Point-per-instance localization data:
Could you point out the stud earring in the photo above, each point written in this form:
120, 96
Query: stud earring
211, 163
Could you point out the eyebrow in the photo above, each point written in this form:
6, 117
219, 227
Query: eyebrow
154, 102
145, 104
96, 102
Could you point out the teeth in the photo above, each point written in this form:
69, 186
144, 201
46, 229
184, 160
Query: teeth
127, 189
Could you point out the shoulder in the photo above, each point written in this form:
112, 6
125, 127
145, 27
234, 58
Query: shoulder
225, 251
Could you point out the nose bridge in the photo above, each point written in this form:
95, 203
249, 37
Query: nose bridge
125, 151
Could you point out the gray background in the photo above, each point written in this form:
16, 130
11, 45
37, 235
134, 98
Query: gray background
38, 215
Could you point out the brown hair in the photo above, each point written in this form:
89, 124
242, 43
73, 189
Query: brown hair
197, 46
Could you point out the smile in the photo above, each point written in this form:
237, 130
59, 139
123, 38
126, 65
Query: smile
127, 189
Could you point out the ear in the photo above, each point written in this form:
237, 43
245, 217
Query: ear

Task details — Copy all lines above where "photo" is present.

Answer area —
Could you point out the stud earring in the photo above, each point written in this form:
Could you point out the eyebrow in the photo above, each point written in this form:
Could you point out the teeth in the photo above, each point written in this form:
Could you point out the shoulder in the photo above, each point written in this form:
Could you point out the nose bridge in the photo above, each point written in this form:
Could you point out the gray background in the photo above, each point written in this form:
Could you point out the brown hair in the photo above, each point written in this form:
Could you point out the smile in the photo above, each point written in this form:
Could you point out the ear in the photo above, each point written in this form:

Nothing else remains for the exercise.